#### THE RECORDS ####

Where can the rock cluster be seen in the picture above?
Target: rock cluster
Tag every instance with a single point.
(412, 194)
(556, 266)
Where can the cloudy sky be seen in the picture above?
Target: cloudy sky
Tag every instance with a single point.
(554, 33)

####

### EXERCISE TASK
Write out every line above again, requests included, and increase each coordinate in the answers by 9.

### COMPLETE ANSWER
Where can the rock cluster be seen in the picture above?
Target: rock cluster
Tag every instance with a single point.
(421, 203)
(565, 275)
Where can the cloudy sky be seen in the picture above?
Target: cloudy sky
Tag every instance with a single point.
(563, 42)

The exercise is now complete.